## Task prompt
Copy out the lines from the one containing "Find dark stadium" through the one containing "424;410;476;430", inclusive, swapping every "player's" for "athlete's" and changing nothing else.

Labeled box records
□ □ □

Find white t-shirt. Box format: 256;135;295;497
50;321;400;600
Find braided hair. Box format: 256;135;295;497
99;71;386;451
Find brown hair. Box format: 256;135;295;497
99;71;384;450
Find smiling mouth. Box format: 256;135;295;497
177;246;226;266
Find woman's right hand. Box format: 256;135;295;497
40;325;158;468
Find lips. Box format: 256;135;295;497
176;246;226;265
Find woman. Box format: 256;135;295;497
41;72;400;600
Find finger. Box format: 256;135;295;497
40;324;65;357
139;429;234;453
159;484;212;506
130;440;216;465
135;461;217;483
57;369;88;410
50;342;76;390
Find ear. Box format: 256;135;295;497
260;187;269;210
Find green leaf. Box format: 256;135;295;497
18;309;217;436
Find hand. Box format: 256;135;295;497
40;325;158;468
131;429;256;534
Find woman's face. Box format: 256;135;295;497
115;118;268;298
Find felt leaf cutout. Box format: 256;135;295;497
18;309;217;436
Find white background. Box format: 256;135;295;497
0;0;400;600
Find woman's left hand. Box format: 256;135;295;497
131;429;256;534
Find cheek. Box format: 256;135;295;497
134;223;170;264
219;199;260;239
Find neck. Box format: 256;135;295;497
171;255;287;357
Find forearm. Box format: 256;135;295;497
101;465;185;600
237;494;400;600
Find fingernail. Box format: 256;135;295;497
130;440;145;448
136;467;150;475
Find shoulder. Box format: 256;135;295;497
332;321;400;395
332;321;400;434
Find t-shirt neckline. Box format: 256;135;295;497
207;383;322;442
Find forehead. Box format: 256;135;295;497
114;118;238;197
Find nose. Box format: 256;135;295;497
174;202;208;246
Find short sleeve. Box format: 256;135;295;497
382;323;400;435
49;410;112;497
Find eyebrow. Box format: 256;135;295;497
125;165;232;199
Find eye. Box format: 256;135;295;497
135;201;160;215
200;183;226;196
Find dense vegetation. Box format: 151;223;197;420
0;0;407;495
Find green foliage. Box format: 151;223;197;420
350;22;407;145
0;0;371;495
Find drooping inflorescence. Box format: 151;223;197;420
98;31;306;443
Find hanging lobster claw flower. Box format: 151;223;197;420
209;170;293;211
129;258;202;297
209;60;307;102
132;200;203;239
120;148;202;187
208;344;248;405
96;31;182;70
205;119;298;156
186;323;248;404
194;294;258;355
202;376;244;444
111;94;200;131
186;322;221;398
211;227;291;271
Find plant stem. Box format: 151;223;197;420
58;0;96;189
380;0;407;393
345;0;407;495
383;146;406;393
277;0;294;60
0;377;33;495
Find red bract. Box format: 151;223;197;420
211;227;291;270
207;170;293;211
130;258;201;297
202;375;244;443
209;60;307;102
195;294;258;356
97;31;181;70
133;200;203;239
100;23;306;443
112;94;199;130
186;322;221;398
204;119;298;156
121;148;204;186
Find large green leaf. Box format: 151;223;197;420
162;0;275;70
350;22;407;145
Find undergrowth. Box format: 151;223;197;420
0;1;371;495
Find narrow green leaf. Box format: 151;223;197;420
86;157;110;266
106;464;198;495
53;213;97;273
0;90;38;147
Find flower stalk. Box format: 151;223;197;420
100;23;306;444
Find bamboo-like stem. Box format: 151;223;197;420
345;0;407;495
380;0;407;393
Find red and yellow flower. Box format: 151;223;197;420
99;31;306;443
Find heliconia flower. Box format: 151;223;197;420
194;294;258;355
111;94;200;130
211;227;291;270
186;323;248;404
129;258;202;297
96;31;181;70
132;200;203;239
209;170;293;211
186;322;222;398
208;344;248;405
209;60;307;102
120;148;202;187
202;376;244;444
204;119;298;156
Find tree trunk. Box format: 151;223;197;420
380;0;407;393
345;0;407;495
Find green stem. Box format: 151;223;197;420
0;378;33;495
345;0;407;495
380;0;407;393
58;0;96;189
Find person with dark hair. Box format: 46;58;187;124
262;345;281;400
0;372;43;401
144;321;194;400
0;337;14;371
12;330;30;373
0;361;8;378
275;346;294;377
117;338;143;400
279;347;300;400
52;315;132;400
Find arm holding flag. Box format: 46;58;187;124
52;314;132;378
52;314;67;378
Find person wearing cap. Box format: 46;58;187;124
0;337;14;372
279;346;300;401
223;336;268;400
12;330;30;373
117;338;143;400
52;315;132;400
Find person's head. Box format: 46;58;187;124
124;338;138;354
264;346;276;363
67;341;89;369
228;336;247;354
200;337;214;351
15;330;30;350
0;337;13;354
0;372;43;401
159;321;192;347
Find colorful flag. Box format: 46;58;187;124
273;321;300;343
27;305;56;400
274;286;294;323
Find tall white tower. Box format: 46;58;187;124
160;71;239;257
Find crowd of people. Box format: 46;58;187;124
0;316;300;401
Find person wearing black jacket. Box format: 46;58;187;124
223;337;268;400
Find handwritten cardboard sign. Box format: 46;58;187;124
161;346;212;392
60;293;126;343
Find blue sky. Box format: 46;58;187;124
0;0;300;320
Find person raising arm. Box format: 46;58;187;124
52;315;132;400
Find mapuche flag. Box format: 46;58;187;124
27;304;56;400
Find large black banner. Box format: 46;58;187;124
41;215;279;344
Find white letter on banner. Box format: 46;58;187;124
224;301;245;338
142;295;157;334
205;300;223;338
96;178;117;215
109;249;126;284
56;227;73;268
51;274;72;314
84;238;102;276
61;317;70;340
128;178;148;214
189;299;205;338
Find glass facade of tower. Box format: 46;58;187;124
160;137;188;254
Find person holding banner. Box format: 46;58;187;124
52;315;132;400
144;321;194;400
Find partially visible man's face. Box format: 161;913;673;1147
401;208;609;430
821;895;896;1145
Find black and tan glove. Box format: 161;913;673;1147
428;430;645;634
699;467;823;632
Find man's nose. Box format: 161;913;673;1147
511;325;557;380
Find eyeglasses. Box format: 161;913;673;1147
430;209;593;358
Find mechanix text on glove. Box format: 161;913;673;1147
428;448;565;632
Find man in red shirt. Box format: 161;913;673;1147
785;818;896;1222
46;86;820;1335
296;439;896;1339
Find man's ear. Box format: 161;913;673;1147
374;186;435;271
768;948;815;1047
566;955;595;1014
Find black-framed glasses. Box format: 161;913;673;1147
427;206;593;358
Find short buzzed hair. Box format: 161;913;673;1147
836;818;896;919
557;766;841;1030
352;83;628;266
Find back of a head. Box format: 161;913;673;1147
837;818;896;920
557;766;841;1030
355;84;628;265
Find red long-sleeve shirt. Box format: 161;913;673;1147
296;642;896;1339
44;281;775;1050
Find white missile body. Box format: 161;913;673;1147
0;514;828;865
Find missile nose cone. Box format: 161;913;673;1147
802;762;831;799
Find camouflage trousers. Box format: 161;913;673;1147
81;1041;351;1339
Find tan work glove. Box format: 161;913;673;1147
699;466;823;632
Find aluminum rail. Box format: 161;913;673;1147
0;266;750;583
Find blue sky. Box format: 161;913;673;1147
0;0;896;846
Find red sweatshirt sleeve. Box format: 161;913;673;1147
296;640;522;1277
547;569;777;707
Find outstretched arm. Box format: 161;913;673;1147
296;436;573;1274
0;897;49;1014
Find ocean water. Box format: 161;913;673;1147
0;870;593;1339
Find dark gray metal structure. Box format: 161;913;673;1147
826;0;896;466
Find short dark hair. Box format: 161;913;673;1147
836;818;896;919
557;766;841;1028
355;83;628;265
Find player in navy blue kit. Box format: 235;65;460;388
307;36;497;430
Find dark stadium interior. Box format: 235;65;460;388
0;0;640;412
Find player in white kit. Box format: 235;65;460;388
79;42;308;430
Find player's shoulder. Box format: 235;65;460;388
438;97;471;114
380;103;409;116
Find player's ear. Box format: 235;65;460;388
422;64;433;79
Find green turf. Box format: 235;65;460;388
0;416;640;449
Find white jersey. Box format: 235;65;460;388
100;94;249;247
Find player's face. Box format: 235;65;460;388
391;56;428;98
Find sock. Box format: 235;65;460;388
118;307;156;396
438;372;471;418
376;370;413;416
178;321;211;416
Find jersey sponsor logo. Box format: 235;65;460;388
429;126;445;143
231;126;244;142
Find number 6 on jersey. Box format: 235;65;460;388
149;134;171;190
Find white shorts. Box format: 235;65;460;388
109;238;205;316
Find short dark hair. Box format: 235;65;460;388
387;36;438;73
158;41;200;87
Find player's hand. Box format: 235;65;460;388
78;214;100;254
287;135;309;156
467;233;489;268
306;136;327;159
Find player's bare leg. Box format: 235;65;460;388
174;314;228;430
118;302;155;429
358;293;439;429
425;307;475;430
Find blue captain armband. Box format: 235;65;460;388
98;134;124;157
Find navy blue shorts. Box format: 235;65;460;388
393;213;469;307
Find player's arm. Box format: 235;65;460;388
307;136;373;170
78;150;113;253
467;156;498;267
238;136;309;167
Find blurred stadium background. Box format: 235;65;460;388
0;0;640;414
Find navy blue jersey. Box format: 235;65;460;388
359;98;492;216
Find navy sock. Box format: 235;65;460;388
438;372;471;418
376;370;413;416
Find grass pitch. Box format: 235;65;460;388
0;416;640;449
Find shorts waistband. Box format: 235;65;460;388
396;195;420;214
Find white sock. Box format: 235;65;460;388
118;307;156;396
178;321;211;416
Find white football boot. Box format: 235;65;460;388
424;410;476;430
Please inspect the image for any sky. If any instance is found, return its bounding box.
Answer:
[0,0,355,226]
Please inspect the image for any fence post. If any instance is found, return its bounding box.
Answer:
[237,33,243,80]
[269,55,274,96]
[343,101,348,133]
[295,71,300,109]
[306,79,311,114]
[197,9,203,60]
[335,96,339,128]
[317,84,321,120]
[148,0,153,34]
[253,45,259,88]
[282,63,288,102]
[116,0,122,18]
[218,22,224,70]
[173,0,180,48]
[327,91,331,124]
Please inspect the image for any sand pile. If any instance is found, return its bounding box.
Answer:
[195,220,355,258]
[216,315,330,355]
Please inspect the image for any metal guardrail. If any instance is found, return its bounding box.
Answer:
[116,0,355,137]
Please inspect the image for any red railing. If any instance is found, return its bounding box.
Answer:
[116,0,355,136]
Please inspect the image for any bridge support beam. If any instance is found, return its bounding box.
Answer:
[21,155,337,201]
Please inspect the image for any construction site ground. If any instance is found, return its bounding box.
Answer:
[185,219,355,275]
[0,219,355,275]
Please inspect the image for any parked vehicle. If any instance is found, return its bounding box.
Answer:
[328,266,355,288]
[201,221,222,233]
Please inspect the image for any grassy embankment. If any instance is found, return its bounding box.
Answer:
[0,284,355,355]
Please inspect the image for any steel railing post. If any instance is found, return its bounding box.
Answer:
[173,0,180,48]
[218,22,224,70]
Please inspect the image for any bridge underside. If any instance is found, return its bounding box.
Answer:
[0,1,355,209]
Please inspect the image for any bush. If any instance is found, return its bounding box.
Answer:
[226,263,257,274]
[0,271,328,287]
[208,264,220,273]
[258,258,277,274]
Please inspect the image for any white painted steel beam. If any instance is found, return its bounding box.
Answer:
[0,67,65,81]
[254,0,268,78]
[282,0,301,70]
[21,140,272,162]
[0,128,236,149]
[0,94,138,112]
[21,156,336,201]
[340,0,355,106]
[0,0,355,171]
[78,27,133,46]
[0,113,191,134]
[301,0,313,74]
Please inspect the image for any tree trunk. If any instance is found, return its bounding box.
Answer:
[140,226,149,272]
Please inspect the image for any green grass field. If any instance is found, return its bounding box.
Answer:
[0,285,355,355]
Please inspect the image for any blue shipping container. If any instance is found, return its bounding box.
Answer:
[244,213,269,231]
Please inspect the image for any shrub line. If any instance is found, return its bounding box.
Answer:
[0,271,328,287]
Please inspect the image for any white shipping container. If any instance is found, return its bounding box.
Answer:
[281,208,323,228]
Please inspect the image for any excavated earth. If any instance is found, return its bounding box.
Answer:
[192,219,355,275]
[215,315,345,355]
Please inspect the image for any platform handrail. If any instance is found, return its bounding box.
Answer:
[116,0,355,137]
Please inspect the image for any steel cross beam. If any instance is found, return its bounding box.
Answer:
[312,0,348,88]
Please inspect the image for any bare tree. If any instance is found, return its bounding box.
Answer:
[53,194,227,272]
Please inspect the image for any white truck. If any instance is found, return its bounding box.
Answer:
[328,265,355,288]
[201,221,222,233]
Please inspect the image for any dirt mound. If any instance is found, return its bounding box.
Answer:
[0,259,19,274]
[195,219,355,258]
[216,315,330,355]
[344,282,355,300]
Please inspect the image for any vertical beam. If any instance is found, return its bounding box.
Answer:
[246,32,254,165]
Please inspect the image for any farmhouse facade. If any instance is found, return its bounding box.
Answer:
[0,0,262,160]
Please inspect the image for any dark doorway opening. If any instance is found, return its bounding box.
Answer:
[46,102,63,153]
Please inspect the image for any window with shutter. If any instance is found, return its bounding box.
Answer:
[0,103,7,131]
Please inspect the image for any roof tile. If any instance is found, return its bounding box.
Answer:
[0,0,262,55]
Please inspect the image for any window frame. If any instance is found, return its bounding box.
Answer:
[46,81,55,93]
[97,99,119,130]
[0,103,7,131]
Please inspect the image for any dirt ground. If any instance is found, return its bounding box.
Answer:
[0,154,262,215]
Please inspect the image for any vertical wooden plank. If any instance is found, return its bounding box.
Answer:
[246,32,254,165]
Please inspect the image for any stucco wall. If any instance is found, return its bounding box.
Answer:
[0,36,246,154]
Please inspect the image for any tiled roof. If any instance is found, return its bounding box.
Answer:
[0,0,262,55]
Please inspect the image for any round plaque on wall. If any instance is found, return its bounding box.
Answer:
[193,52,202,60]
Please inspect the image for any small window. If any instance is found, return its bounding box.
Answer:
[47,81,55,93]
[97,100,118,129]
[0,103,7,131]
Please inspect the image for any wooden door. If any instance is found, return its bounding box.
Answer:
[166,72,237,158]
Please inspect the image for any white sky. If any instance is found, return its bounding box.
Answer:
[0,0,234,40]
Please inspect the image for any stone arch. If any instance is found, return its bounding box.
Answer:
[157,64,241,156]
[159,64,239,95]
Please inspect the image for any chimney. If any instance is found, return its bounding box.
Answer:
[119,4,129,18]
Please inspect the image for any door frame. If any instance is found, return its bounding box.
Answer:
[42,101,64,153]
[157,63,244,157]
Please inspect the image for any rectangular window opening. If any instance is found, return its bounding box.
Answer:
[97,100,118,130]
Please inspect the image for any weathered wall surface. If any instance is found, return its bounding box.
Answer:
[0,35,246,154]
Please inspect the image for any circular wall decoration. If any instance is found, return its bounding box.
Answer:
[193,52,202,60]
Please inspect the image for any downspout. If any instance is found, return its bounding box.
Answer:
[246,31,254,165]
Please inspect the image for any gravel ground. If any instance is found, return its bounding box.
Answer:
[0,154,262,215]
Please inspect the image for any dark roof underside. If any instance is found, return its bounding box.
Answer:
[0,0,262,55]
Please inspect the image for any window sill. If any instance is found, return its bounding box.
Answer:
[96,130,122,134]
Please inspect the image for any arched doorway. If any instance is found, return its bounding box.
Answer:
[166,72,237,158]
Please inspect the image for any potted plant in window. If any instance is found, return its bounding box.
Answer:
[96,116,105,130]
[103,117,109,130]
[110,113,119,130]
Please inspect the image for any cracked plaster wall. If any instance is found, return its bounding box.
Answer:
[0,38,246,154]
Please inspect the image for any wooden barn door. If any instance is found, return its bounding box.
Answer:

□ □ □

## Written response
Find dark stadium interior. Box format: 235;65;460;388
0;0;640;412
Find player in white kit. Box format: 235;65;460;388
79;42;308;430
Find athlete's shoulder. Box format: 235;65;460;388
438;97;471;114
380;103;409;116
Find athlete's ear. Box format: 235;65;460;388
422;64;433;79
Find green turf. Box format: 235;65;460;388
0;416;640;449
Find white jersey. Box format: 235;65;460;388
100;94;249;247
Find athlete's face. Box format: 235;65;460;388
391;56;428;98
Find sock. Box format: 235;65;460;388
118;307;156;396
438;372;471;418
376;370;413;416
178;321;211;416
Find jersey sponsor logo. Box format: 235;65;460;388
429;126;445;143
231;126;244;142
Find number 6 on jersey. Box format: 235;65;460;388
149;134;171;190
Find white shorts. Box format: 235;65;460;388
109;238;205;316
Find short dark hair. Box format: 235;65;460;388
387;36;438;73
158;41;200;87
Find athlete's hand. Box format: 235;65;460;388
78;214;100;254
287;135;309;156
467;233;489;268
306;136;327;159
Find athlete's bare leg. Box format: 235;65;460;388
174;314;228;430
118;302;155;429
358;293;439;429
425;307;475;430
Find blue captain armband. Box format: 235;65;460;388
98;134;124;157
Find navy blue shorts. Box format: 235;65;460;388
393;213;469;307
Find athlete's arm. Box format: 235;65;460;388
307;136;373;170
78;150;113;253
467;156;498;267
238;136;309;167
Find blurred stadium background. Box format: 235;65;460;388
0;0;640;414
Find navy blue jersey. Box format: 235;65;460;388
359;98;492;216
Find navy sock. Box format: 235;65;460;388
438;372;471;418
376;370;413;416
Find grass pitch. Box format: 235;65;460;388
0;416;640;449
Find shorts waistband. Box format: 235;65;460;388
396;195;420;214
Find white sock. Box format: 235;65;460;388
118;307;156;396
178;321;211;416
Find white football boot. Box format: 235;65;460;388
424;410;476;430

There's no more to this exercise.